(A run of records)
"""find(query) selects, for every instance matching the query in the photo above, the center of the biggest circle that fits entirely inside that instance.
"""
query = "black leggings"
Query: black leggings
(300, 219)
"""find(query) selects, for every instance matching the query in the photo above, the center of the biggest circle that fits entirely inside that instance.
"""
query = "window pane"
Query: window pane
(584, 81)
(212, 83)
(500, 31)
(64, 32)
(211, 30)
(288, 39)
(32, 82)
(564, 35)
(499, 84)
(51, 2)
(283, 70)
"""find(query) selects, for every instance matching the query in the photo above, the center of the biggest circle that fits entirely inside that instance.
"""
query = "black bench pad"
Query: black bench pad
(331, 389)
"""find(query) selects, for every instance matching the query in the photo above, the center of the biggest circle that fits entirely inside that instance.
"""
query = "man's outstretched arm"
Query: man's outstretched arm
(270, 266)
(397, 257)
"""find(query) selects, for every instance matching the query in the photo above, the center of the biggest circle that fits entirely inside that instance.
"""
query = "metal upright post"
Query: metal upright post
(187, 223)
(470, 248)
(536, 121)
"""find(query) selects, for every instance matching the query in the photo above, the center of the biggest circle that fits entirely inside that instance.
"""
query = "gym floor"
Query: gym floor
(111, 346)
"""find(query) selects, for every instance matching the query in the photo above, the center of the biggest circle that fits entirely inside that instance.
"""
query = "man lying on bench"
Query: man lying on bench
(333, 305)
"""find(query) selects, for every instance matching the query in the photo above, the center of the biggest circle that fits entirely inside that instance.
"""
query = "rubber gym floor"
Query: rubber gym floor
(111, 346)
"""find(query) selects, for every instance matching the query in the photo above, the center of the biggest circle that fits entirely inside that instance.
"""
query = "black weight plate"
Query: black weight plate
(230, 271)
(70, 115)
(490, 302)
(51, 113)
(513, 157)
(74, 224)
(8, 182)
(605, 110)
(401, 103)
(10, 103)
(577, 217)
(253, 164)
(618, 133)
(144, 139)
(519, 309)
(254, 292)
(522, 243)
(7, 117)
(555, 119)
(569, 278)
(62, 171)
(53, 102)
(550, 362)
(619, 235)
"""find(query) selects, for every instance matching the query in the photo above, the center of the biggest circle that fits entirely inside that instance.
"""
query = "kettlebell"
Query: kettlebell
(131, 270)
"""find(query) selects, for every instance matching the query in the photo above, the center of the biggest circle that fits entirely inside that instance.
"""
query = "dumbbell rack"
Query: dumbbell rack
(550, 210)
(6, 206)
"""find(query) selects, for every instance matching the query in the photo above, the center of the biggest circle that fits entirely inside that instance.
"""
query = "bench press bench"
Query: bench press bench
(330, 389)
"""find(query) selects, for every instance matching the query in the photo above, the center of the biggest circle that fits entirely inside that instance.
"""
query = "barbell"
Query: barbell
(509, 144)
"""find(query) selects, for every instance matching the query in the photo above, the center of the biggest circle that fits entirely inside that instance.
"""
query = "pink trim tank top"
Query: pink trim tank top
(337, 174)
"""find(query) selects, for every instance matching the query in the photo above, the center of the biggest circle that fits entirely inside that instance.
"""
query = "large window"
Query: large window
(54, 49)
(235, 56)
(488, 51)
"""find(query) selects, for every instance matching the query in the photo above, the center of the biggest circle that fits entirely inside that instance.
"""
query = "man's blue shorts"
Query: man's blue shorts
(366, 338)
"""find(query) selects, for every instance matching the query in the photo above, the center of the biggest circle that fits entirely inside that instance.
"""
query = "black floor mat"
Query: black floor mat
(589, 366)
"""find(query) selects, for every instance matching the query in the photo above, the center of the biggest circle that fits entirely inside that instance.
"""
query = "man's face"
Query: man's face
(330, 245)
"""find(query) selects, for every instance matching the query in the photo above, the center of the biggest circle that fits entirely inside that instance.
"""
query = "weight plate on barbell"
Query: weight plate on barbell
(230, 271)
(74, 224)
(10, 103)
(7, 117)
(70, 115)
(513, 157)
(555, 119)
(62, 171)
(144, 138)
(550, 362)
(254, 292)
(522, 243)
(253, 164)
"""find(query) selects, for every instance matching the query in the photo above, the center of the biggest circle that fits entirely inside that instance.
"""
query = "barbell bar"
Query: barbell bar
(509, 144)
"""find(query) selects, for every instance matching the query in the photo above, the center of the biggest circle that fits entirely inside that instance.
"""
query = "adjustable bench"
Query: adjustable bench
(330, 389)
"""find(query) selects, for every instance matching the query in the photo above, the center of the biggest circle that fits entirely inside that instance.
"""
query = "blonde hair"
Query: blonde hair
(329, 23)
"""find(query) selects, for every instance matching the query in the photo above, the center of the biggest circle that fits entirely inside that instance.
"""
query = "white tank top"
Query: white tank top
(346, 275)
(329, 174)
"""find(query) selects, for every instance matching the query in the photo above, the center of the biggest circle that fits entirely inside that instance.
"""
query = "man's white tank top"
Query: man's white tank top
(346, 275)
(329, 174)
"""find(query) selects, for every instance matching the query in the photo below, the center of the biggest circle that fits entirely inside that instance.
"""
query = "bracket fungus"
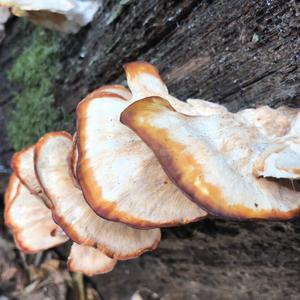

◆ **Problem to work on**
Show every line of the material that contains the word "outstretched", treating uppercase and lowercase as different.

◆ **Response to this task**
query = "man's outstretched arm"
Query: man's outstretched arm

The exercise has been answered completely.